EXERCISE GOAL: Look through the data below for the line with "Query: black shorts", and transcribe it exactly together with each line after it up to and including the line with "the black tire". Give nothing else.

ENTRIES PROVIDED:
Content starts
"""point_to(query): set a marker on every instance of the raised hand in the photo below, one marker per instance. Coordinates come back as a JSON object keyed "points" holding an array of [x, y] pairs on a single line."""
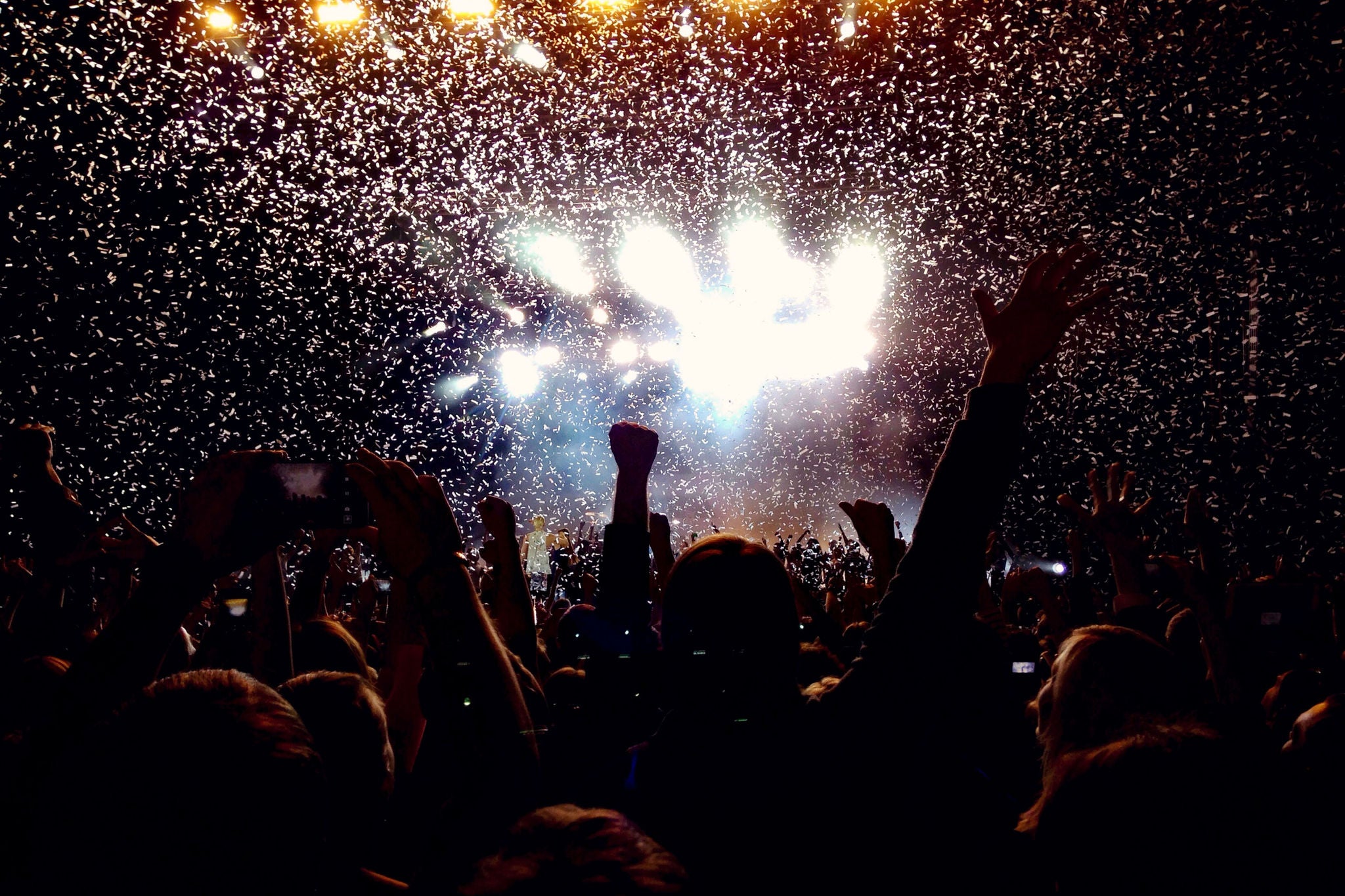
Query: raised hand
{"points": [[414, 523], [214, 519], [634, 448], [498, 517], [1118, 524], [1026, 331]]}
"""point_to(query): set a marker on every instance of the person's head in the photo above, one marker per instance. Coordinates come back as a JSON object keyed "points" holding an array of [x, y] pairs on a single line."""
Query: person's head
{"points": [[1161, 811], [567, 849], [1103, 680], [345, 715], [208, 782], [730, 622], [324, 645]]}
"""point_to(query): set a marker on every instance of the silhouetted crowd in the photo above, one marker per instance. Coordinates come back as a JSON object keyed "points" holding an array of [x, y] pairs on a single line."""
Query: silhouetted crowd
{"points": [[245, 707]]}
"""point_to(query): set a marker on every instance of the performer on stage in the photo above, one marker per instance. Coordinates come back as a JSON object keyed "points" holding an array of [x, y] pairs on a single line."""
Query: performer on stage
{"points": [[537, 559]]}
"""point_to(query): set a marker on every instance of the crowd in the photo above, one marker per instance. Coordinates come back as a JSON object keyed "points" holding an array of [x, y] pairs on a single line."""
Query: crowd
{"points": [[240, 708]]}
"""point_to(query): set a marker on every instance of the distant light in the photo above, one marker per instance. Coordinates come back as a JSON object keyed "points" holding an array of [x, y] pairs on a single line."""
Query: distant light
{"points": [[219, 19], [340, 12], [518, 373], [558, 259], [662, 352], [529, 55], [625, 351], [471, 9]]}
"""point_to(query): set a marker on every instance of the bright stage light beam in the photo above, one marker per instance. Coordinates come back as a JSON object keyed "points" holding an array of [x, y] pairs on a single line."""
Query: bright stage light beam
{"points": [[560, 261], [529, 54], [518, 373], [338, 12]]}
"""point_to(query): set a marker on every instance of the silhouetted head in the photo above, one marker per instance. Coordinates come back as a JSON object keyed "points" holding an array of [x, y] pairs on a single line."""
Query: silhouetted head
{"points": [[567, 849], [208, 782], [730, 621], [345, 716]]}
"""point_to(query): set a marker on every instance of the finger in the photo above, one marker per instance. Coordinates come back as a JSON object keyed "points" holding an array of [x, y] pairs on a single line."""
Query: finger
{"points": [[1039, 267], [1075, 276], [1064, 267], [1091, 300], [985, 305], [1097, 488], [1126, 485]]}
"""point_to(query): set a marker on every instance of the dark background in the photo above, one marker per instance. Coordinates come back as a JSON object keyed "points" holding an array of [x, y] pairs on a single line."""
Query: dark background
{"points": [[195, 261]]}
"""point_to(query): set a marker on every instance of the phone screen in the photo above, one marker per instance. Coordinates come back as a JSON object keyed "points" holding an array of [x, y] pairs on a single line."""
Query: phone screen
{"points": [[319, 496]]}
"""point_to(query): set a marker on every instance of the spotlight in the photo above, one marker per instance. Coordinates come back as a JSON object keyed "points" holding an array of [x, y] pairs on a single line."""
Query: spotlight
{"points": [[848, 26], [221, 20], [471, 9], [625, 352], [662, 351], [529, 54], [338, 12], [518, 373], [560, 261]]}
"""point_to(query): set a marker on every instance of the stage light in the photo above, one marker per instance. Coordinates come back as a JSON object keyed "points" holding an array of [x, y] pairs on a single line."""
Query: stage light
{"points": [[560, 261], [471, 9], [662, 352], [625, 351], [338, 12], [529, 54], [221, 19], [518, 373], [848, 26]]}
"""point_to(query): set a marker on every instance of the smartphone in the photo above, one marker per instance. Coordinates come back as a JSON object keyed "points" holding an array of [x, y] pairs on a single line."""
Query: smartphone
{"points": [[314, 495]]}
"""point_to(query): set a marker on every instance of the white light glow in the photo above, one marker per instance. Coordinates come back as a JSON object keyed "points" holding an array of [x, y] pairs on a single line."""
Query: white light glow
{"points": [[560, 261], [625, 352], [518, 373], [529, 55], [662, 352], [734, 339]]}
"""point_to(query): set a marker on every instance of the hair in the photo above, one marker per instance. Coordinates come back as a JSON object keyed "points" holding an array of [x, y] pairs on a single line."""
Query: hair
{"points": [[345, 715], [1160, 811], [730, 618], [567, 849], [324, 645], [186, 788]]}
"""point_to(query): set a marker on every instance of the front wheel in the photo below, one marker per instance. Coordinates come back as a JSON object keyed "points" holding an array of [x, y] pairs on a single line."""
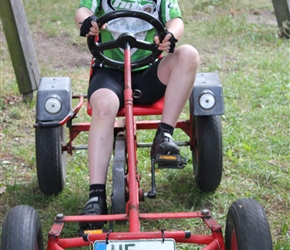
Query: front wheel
{"points": [[247, 227], [22, 229], [50, 159], [207, 151]]}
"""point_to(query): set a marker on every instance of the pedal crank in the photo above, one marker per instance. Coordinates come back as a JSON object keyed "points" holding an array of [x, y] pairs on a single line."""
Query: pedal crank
{"points": [[171, 161]]}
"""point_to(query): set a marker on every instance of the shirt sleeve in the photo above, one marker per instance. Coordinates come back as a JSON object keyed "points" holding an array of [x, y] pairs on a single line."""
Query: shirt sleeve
{"points": [[169, 10], [93, 5]]}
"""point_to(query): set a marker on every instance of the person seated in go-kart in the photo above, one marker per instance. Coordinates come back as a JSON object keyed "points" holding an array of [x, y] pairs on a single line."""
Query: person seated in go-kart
{"points": [[172, 76]]}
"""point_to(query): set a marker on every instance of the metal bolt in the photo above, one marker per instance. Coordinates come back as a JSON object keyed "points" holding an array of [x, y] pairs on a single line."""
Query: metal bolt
{"points": [[205, 212], [59, 216]]}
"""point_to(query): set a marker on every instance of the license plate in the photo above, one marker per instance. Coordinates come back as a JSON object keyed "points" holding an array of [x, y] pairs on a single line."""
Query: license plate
{"points": [[158, 244]]}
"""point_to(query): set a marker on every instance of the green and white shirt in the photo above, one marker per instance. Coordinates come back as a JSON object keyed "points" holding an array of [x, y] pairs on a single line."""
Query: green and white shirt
{"points": [[164, 10]]}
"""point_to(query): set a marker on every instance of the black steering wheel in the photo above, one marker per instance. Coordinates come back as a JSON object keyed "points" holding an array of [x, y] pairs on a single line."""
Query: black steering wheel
{"points": [[97, 48]]}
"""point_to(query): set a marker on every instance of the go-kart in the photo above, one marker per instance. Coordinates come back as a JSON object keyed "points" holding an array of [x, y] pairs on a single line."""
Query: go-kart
{"points": [[246, 226]]}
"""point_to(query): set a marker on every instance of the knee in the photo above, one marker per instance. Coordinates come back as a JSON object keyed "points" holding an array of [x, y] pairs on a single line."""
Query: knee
{"points": [[188, 55], [102, 109]]}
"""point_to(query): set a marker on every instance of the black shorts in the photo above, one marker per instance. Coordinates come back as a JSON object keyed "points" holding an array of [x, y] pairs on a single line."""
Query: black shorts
{"points": [[145, 82]]}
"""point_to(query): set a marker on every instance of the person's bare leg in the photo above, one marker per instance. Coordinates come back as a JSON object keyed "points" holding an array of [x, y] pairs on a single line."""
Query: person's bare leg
{"points": [[105, 105], [177, 71]]}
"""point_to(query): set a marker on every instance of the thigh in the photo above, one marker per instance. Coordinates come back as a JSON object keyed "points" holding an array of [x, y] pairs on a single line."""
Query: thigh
{"points": [[109, 79], [149, 85]]}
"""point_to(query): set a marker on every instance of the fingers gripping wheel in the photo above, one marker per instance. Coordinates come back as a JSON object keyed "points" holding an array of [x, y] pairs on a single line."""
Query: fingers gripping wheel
{"points": [[97, 48]]}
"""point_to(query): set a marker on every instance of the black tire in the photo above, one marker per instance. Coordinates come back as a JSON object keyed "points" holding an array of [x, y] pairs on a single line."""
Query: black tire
{"points": [[119, 182], [22, 229], [207, 152], [50, 159], [247, 227]]}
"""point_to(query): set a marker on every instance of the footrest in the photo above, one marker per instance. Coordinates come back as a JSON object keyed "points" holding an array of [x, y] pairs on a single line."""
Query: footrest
{"points": [[170, 161]]}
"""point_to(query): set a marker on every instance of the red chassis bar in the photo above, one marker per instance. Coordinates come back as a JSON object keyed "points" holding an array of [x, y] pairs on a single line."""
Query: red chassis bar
{"points": [[213, 242]]}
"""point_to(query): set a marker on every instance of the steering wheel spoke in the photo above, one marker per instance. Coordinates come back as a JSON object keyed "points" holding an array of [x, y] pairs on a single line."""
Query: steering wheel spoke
{"points": [[97, 49]]}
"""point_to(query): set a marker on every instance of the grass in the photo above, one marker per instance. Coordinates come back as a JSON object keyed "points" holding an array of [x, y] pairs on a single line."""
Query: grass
{"points": [[237, 39]]}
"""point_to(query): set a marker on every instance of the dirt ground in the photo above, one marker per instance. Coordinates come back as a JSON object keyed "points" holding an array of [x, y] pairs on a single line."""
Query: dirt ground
{"points": [[55, 51]]}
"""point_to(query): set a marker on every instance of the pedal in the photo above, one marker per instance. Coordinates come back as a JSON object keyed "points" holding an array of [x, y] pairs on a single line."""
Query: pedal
{"points": [[171, 161]]}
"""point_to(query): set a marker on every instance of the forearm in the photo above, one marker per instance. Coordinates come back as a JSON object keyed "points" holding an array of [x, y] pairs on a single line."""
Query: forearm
{"points": [[176, 27], [81, 14]]}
Content ends
RESULT OF THIS TASK:
Query: black shorts
{"points": [[145, 82]]}
"""point_to(query): set a marker on every instance of the person's bare leg in the photo above, one marker per instance. Coordinates come back as a JSON object keyed "points" holding an array of [x, y] pairs on a single line."""
Query: person's bare leg
{"points": [[105, 105], [177, 71]]}
"""point_to(query): set a marker on every instance of the thigh in the photo above, one marker per instance. Coordinates come back as a JSON object keyed "points" holding an array of [x, y] pairs on a single line."""
Query: thigh
{"points": [[109, 79], [149, 85]]}
"""point_to(query): set a marker on every instance of the fingers gripping wheel in the photo above, one marker per instance. Coordinates come back as a JSON object keyed "points" holding an array of [x, y] pairs on a single line."""
Query: fingers gripping wheel
{"points": [[97, 48]]}
"""point_to(query): set a marker on every instance of the black tire in the photo above, one marker per instance. Coordinates come back as a JSON object keyed "points" holding an array of [x, y] pairs on a single line."""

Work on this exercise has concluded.